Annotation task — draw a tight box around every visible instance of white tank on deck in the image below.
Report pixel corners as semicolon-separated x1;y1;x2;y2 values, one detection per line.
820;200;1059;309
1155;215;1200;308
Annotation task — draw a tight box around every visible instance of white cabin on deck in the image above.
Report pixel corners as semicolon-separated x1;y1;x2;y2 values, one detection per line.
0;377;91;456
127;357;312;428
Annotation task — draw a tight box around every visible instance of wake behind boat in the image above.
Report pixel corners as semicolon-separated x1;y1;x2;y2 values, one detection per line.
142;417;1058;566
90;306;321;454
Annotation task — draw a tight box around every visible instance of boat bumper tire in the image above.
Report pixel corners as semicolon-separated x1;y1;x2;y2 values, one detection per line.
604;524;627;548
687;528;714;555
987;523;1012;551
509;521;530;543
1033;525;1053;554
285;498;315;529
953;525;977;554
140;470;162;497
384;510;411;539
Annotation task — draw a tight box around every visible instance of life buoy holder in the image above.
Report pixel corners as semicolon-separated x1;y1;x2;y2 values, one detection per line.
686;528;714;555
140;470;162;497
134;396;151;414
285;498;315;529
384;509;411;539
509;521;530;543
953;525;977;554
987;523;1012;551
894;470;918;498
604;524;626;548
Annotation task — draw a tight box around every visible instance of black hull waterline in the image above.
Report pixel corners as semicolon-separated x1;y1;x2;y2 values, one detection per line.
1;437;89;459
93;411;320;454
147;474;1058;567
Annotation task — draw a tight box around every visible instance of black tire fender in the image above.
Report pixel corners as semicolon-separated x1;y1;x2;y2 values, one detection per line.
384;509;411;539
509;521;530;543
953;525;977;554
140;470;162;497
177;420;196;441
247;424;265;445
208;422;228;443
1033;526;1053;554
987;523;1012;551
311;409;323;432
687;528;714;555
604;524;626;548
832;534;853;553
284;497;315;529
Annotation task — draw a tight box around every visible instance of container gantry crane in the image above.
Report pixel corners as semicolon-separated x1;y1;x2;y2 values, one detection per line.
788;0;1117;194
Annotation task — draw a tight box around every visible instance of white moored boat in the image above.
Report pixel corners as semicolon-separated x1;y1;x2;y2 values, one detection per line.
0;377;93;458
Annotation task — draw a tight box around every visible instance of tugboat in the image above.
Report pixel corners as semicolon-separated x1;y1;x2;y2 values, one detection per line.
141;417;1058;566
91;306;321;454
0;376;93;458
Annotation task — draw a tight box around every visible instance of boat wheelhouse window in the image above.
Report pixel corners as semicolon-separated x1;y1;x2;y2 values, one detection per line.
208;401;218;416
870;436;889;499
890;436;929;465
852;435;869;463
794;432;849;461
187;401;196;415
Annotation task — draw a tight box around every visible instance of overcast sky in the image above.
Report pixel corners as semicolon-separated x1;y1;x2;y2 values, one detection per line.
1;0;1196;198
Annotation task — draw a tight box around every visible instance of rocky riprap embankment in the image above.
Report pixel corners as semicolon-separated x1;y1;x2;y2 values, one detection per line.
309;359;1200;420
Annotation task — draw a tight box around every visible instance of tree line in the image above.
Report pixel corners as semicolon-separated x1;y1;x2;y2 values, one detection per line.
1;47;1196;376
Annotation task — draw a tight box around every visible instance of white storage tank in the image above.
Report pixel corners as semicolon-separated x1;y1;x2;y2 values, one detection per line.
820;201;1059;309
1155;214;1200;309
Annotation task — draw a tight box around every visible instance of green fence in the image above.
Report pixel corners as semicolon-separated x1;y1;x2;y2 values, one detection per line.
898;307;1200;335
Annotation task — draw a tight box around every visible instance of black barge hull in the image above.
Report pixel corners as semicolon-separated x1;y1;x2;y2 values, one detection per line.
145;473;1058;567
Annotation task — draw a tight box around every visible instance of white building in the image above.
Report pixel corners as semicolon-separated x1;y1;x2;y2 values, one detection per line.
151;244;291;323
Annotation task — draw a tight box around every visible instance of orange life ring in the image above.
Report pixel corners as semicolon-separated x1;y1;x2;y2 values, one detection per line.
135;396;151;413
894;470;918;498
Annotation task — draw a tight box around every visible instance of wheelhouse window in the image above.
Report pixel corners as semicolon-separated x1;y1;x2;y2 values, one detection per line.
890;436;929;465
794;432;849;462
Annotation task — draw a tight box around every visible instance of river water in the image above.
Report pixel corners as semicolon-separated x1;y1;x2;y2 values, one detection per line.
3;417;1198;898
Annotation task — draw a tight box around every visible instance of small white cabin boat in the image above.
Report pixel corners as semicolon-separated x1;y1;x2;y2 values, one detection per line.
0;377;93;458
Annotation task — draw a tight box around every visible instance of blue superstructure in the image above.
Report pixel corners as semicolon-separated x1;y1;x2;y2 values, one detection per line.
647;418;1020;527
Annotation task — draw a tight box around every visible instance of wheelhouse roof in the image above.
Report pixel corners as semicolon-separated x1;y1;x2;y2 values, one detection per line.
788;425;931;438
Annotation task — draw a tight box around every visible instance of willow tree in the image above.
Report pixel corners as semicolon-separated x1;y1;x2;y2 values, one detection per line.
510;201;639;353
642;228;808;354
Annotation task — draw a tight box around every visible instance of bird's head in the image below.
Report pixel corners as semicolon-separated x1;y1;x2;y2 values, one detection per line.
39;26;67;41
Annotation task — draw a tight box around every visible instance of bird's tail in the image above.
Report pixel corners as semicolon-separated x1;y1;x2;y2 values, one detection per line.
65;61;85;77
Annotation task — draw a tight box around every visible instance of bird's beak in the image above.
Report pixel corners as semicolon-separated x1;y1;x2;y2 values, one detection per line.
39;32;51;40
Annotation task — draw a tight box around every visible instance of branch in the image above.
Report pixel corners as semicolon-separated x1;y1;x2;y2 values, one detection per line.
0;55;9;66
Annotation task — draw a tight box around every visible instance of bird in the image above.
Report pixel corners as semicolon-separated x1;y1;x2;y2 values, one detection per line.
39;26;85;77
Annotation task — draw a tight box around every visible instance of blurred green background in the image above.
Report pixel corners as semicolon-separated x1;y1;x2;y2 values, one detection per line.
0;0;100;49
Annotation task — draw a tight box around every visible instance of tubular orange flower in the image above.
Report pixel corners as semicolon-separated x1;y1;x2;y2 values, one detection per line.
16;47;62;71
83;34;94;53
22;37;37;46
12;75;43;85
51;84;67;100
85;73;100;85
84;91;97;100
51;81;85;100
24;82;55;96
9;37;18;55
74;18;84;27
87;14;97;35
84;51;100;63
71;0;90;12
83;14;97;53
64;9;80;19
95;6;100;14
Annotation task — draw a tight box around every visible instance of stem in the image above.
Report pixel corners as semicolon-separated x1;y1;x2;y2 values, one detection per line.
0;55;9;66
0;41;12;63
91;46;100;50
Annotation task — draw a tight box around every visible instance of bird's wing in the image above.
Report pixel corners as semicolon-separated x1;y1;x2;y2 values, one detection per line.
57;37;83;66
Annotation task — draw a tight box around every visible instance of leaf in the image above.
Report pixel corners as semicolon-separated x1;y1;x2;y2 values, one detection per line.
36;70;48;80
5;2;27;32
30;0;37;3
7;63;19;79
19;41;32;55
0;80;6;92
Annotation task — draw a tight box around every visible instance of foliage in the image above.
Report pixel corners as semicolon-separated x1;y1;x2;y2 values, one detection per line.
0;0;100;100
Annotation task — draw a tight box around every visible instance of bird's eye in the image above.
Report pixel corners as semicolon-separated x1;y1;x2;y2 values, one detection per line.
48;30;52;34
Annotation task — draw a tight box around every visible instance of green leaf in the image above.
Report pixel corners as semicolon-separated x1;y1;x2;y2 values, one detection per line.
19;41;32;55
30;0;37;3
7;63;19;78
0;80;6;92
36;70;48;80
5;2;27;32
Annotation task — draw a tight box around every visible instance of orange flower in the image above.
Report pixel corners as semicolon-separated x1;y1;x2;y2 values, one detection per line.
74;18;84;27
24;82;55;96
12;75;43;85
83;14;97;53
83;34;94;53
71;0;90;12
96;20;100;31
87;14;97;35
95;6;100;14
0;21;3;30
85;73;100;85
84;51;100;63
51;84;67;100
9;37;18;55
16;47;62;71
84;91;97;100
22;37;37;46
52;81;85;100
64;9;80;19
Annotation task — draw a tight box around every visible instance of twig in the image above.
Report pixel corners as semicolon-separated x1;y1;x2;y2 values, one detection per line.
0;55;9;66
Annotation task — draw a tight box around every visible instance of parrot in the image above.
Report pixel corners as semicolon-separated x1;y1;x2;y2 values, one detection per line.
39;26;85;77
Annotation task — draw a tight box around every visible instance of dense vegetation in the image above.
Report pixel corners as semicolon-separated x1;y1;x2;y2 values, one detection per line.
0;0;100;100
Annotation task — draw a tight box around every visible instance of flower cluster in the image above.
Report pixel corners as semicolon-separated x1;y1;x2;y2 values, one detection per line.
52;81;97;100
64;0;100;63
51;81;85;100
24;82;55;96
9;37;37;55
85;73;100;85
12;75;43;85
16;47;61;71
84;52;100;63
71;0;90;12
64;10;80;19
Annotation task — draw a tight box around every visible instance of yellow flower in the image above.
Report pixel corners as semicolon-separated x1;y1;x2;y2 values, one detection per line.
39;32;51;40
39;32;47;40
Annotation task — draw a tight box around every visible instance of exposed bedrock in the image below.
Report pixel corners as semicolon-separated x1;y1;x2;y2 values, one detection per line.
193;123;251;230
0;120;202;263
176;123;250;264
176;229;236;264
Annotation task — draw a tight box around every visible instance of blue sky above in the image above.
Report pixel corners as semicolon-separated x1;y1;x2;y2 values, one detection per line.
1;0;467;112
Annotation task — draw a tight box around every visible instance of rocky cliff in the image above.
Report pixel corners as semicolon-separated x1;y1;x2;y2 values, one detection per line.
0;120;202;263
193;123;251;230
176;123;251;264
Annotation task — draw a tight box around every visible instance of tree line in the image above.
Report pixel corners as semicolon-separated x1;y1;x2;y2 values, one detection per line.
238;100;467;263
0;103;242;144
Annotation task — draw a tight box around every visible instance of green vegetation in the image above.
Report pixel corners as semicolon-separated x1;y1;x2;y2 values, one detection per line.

☆ ☆ ☆ ☆

EXERCISE AIM
Show every line in the entries where the string "wheelhouse" occurs.

OUTPUT OF THE EXERCISE
Annotation task — draw a tight box around every visible instance of boat wheelhouse window in the image above.
Annotation task — draw a tight box around every visible instance of wheelhouse window in the image above.
Annotation task — draw a tight box around every visible instance of wheelhouse roof in the image above.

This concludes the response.